• _Assignment_:
Here are some records; copy every line that holds the word "flower".

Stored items
========
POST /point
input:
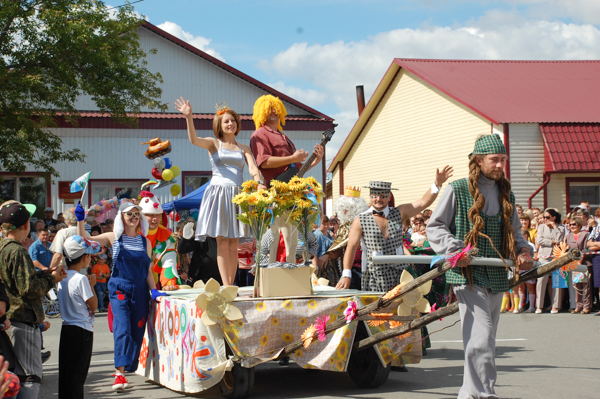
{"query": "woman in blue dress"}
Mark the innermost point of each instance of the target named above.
(217, 215)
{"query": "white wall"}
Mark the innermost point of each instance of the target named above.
(117, 154)
(526, 162)
(200, 81)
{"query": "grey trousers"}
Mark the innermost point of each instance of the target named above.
(479, 314)
(27, 344)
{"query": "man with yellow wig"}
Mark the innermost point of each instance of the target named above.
(275, 153)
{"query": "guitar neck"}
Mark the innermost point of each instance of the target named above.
(310, 159)
(306, 165)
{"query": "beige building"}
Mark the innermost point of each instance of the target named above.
(426, 114)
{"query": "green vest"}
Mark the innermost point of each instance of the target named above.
(492, 277)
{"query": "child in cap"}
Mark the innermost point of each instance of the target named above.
(77, 305)
(102, 272)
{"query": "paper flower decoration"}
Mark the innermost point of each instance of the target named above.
(434, 308)
(308, 336)
(350, 311)
(380, 318)
(216, 303)
(320, 325)
(413, 299)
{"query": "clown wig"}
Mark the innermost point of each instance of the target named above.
(262, 109)
(347, 208)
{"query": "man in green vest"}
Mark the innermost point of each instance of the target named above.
(480, 210)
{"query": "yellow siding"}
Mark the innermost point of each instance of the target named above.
(557, 194)
(414, 130)
(335, 183)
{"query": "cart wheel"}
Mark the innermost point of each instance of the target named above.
(364, 367)
(237, 383)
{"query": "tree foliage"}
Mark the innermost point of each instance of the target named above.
(52, 52)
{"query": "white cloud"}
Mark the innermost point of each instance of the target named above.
(312, 98)
(334, 69)
(199, 42)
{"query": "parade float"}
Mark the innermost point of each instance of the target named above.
(209, 335)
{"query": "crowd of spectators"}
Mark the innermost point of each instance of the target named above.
(41, 245)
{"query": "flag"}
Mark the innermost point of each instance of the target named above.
(78, 184)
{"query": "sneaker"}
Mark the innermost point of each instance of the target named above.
(120, 382)
(45, 356)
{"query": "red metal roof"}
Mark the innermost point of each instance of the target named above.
(156, 120)
(517, 91)
(232, 70)
(572, 147)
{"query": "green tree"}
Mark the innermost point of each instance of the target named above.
(52, 52)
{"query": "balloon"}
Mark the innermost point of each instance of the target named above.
(176, 171)
(159, 163)
(157, 174)
(175, 190)
(174, 216)
(167, 174)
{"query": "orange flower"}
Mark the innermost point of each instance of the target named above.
(394, 324)
(308, 336)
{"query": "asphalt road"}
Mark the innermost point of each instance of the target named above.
(537, 356)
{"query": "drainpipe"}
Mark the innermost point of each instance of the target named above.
(360, 98)
(544, 184)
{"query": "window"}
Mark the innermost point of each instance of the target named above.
(194, 180)
(583, 189)
(108, 189)
(29, 189)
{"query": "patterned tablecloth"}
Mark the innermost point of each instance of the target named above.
(181, 353)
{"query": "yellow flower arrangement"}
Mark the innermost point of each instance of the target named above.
(301, 196)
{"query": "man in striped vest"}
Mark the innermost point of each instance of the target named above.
(379, 232)
(480, 210)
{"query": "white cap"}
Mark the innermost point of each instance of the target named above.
(149, 203)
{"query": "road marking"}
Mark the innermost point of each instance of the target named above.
(498, 340)
(92, 362)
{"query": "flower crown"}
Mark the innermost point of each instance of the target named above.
(222, 108)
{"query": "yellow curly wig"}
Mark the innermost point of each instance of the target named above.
(262, 109)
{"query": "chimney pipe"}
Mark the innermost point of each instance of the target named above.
(360, 98)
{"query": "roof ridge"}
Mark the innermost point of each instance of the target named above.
(231, 69)
(499, 61)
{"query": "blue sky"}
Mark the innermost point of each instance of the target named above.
(318, 51)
========
• _Response box_:
{"query": "paper flower decoration"}
{"query": "orange flower"}
{"query": "yellow flower arrangement"}
{"query": "flower crown"}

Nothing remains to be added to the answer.